Data listing:
--------------------------------------------------

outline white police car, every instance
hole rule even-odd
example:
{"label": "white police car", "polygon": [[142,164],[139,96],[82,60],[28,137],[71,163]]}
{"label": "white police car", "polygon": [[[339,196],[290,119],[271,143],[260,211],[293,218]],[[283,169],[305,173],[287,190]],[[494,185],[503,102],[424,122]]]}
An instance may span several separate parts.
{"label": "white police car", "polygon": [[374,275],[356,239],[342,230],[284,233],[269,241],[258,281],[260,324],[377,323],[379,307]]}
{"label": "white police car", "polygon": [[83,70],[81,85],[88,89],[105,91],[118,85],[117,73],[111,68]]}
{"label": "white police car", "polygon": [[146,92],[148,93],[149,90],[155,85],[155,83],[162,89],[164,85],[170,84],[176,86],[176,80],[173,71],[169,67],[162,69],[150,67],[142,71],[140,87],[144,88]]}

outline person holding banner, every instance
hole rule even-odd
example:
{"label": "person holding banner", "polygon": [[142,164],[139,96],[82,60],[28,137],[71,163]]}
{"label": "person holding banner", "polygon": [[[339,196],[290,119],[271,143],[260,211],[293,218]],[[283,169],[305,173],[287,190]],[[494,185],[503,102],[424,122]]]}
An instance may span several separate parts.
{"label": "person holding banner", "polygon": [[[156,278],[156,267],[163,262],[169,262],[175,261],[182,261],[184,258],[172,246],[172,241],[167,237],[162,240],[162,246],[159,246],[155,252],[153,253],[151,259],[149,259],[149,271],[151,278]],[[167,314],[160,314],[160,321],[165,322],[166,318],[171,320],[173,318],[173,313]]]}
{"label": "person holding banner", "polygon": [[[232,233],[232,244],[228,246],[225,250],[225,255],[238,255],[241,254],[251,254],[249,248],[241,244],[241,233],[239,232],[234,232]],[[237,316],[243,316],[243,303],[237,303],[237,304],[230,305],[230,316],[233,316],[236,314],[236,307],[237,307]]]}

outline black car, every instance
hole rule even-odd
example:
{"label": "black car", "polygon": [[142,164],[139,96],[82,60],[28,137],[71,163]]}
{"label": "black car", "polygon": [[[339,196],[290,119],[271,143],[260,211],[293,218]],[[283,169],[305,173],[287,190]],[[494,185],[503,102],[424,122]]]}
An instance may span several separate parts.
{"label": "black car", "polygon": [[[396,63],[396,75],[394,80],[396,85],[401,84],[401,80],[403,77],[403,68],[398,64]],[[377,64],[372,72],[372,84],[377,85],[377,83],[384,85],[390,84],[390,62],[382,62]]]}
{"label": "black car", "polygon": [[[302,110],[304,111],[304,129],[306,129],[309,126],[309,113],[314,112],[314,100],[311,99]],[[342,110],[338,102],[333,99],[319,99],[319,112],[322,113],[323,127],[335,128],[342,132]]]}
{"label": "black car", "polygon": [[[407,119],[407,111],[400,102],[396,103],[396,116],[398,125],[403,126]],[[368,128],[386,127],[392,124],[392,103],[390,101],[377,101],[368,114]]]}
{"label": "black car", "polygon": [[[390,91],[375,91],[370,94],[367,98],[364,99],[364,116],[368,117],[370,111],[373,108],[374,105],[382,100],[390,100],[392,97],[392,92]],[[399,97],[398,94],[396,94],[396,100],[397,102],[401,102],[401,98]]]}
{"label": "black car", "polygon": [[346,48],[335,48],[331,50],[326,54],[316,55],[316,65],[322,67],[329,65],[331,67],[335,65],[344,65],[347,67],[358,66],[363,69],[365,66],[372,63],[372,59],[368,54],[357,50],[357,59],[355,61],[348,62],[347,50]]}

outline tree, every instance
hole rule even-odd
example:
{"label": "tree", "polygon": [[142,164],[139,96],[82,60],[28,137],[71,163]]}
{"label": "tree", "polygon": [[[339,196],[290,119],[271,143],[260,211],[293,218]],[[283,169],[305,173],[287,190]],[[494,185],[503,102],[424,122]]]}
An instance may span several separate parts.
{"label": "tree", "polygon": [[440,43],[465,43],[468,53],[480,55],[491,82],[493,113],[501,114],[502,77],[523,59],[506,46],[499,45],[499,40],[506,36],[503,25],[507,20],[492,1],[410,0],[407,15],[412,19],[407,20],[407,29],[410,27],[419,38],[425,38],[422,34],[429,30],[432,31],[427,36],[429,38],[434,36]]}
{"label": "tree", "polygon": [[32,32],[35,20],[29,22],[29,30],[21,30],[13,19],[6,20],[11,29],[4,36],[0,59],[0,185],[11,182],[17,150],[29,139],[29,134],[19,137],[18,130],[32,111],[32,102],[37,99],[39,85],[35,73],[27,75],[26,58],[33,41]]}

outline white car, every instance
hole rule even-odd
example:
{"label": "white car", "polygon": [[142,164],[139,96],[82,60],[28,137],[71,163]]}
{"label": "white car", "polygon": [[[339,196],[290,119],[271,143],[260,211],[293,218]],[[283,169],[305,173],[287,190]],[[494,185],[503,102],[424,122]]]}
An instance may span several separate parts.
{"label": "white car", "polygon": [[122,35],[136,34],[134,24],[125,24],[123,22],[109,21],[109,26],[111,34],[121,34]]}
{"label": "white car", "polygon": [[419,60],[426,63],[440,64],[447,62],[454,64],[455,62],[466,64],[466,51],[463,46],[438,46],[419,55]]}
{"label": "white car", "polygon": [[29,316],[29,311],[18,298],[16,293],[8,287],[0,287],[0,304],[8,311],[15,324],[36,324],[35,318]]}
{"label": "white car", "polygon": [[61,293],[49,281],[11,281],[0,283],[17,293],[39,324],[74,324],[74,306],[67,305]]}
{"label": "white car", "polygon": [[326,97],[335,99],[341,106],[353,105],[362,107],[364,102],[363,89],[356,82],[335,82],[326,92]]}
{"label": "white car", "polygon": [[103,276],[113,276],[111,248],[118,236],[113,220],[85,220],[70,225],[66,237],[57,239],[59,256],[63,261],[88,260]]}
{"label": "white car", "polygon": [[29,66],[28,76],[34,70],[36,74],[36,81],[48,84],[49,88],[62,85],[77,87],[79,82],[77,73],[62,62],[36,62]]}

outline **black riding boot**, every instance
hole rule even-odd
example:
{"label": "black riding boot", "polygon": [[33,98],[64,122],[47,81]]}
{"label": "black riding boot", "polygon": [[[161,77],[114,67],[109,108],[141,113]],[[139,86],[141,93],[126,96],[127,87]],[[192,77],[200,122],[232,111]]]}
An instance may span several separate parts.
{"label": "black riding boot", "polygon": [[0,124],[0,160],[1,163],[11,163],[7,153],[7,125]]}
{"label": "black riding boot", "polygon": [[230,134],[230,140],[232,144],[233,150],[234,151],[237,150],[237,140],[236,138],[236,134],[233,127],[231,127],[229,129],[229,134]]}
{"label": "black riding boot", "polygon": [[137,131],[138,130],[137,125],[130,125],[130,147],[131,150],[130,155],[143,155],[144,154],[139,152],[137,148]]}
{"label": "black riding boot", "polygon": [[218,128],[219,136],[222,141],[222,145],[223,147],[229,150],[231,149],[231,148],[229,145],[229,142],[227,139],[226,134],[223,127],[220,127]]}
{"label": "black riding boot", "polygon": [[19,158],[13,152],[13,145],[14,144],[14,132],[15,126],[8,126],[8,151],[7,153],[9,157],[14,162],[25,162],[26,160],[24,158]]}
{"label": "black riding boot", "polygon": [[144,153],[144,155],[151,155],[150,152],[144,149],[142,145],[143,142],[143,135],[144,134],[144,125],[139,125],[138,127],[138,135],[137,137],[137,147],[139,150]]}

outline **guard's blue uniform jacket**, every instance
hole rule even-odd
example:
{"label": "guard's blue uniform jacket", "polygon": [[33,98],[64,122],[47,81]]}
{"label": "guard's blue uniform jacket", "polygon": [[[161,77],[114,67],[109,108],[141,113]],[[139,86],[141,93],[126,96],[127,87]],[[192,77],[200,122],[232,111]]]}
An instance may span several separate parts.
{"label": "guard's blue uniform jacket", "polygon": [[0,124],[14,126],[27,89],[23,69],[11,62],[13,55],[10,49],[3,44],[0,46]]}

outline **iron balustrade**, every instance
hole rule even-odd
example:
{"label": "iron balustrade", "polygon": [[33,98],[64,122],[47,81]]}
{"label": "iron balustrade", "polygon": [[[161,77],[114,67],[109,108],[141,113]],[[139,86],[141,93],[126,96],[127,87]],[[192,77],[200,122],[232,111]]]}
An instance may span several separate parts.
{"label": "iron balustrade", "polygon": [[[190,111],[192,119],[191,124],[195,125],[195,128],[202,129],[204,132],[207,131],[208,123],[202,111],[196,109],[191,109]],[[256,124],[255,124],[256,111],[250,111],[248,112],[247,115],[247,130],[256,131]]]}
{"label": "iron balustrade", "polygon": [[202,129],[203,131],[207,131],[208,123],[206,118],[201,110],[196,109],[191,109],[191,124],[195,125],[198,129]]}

--------------------------------------------------

Set exercise: Return exactly the lines of the data, and only those, from the line with "outline **iron balustrade**, every instance" through the last line, inclusive.

Problem solution:
outline **iron balustrade**, every instance
hole rule even-odd
example:
{"label": "iron balustrade", "polygon": [[33,98],[64,122],[47,81]]}
{"label": "iron balustrade", "polygon": [[[161,77],[114,67],[109,108],[141,113]],[[139,86],[141,93],[126,96],[127,87]],[[192,77],[200,122],[232,111]]]}
An instance may span several separate parts.
{"label": "iron balustrade", "polygon": [[[190,111],[192,119],[191,124],[195,125],[195,128],[202,129],[204,132],[207,131],[208,123],[202,111],[196,109],[191,109]],[[256,124],[255,124],[256,111],[250,111],[248,112],[247,115],[247,130],[256,131]]]}
{"label": "iron balustrade", "polygon": [[202,129],[203,131],[207,131],[208,123],[206,118],[201,110],[196,109],[191,109],[191,124],[195,125],[198,129]]}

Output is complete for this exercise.